── THE INPUT

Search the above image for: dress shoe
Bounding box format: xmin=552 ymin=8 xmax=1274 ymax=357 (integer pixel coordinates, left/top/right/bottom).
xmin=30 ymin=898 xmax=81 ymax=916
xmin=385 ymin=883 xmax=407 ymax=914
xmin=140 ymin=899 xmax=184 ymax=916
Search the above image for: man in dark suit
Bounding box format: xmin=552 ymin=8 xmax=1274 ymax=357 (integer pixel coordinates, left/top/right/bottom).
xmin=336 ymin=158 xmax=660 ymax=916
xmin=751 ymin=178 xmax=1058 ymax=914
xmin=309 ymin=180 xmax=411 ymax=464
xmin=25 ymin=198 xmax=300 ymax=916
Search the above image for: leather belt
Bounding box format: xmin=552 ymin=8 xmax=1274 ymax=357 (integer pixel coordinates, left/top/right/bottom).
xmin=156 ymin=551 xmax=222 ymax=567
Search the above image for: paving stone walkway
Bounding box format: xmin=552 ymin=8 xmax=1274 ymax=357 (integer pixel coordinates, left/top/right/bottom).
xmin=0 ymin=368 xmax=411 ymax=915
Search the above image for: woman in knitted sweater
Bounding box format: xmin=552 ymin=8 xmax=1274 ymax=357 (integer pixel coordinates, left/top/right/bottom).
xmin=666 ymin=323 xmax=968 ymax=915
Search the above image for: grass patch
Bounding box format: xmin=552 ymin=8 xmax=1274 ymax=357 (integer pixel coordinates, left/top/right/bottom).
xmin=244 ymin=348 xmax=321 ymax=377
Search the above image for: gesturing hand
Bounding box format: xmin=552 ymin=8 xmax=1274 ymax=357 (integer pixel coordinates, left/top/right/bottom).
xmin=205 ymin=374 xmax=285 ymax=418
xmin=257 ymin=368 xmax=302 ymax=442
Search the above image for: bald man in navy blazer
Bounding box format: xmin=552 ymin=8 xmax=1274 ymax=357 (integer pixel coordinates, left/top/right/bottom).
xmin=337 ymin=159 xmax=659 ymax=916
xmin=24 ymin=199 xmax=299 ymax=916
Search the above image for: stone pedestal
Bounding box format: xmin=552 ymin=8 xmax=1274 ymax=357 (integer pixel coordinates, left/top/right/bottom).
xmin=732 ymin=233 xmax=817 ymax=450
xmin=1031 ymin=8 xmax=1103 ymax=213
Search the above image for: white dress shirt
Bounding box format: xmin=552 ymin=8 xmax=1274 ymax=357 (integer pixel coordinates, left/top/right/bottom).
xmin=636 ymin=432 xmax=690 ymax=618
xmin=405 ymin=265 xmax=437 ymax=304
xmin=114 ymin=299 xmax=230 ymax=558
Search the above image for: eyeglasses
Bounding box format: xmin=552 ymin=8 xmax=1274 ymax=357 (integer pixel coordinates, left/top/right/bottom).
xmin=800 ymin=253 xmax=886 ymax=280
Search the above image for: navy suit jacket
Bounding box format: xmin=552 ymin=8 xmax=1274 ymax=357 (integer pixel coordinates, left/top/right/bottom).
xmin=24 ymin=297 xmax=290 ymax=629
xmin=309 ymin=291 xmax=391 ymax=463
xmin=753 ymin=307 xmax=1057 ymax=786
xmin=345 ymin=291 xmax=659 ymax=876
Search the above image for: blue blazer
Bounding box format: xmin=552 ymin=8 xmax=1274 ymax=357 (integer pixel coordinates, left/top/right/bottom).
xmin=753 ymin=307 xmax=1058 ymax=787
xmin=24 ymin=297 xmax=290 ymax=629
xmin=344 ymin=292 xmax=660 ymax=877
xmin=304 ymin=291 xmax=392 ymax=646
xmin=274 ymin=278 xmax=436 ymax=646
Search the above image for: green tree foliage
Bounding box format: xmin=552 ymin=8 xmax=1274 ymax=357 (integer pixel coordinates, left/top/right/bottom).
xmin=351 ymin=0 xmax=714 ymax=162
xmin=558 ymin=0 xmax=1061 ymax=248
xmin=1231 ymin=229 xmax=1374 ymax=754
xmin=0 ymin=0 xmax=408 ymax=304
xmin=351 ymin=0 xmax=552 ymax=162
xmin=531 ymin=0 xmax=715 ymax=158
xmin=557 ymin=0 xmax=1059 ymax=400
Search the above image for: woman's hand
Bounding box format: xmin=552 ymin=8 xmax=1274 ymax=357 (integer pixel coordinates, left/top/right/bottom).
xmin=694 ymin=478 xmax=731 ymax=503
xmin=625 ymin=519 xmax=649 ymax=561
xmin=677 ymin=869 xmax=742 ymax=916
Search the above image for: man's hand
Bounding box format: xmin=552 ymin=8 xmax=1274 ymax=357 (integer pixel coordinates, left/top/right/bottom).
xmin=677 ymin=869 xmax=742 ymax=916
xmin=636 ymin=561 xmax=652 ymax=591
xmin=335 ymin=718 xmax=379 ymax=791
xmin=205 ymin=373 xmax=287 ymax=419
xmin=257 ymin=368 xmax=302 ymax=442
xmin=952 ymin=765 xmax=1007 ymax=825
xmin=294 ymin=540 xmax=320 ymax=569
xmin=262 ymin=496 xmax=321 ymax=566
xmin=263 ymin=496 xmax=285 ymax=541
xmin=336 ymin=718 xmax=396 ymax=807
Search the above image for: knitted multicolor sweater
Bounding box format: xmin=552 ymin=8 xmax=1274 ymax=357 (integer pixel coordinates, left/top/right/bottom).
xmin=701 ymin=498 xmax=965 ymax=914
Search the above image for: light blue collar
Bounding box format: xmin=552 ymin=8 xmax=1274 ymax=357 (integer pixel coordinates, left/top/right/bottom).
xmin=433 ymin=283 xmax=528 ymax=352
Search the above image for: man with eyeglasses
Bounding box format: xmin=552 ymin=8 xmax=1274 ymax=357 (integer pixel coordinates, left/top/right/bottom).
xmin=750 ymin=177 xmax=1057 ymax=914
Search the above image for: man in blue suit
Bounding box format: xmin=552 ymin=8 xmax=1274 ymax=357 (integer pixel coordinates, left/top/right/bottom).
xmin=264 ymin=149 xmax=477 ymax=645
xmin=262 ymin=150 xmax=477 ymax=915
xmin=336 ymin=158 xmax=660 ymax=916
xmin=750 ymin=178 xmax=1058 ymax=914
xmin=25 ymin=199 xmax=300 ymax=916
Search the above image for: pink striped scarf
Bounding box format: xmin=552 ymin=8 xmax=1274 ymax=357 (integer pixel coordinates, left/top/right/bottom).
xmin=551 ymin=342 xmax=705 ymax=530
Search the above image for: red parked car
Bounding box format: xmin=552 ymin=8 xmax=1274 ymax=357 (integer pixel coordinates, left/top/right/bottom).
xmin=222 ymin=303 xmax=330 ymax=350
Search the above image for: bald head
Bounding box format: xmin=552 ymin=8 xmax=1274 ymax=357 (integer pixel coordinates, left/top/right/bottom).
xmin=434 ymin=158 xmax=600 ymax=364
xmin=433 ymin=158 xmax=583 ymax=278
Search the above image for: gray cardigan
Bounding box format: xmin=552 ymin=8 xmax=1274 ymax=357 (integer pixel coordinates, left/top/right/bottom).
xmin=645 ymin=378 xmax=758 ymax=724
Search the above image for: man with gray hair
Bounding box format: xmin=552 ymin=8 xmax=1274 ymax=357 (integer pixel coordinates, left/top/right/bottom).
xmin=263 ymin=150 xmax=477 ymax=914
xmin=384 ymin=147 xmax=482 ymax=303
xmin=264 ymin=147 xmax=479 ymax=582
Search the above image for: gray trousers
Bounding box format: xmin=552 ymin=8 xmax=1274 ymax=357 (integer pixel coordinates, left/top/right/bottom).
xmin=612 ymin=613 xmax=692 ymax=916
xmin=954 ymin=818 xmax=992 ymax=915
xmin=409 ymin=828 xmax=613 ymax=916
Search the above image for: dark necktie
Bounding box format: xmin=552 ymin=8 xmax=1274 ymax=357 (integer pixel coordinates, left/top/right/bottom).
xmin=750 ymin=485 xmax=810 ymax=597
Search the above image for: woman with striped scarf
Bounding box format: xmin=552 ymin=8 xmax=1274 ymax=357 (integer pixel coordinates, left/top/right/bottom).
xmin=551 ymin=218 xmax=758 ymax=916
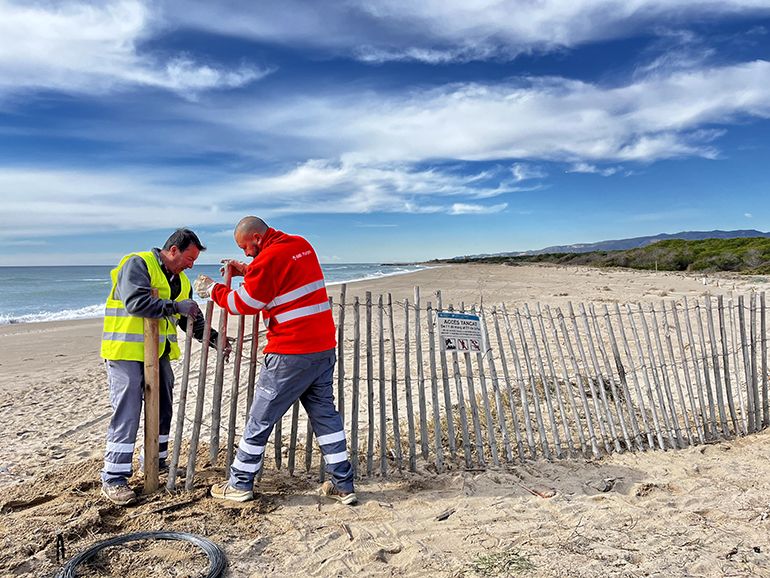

────

## [TASK OBJECTIVE]
Transcribe the records from their first line. Stop after the line with "Search the above image for: stone pedestal", including it.

## [ANSWER BELOW]
Search the above image for: dress shoe
Bounding box format: xmin=552 ymin=8 xmax=1274 ymax=357 (integer pixel coordinates, left/top/right/bottom).
xmin=30 ymin=898 xmax=81 ymax=916
xmin=385 ymin=883 xmax=407 ymax=914
xmin=140 ymin=899 xmax=184 ymax=916
Search the above image for: man in dark suit
Bounding box format: xmin=552 ymin=8 xmax=1274 ymax=357 (integer pixel coordinates, left/top/right/bottom).
xmin=336 ymin=158 xmax=660 ymax=916
xmin=751 ymin=178 xmax=1058 ymax=914
xmin=309 ymin=180 xmax=411 ymax=464
xmin=25 ymin=198 xmax=300 ymax=916
Search the above image for: leather belt
Bounding box format: xmin=552 ymin=8 xmax=1274 ymax=357 (integer pixel coordinates, left/top/right/bottom).
xmin=156 ymin=551 xmax=222 ymax=567
Search the above image for: paving stone walkway
Bounding box format: xmin=552 ymin=8 xmax=1274 ymax=357 (integer pixel coordinates, left/top/right/bottom).
xmin=0 ymin=368 xmax=411 ymax=915
Search the above image for: woman in knitted sweater
Bounding box format: xmin=552 ymin=8 xmax=1274 ymax=357 (integer pixel coordinates, left/top/right/bottom).
xmin=666 ymin=323 xmax=968 ymax=915
Search the above image for: grass patch
Bounding box format: xmin=552 ymin=8 xmax=1274 ymax=357 (integer pixel coordinates, left/top/right/bottom).
xmin=244 ymin=348 xmax=321 ymax=377
Search the above image for: gesturing hand
Bounding box format: xmin=552 ymin=8 xmax=1274 ymax=357 (integer pixel coordinates, left/top/right/bottom).
xmin=205 ymin=374 xmax=285 ymax=418
xmin=257 ymin=368 xmax=302 ymax=442
Search the above image for: bald man in navy blazer
Bounding box format: xmin=552 ymin=8 xmax=1274 ymax=357 (integer pixel coordinates, left/top/right/bottom).
xmin=337 ymin=159 xmax=659 ymax=916
xmin=24 ymin=199 xmax=299 ymax=916
Search the above image for: stone pedestal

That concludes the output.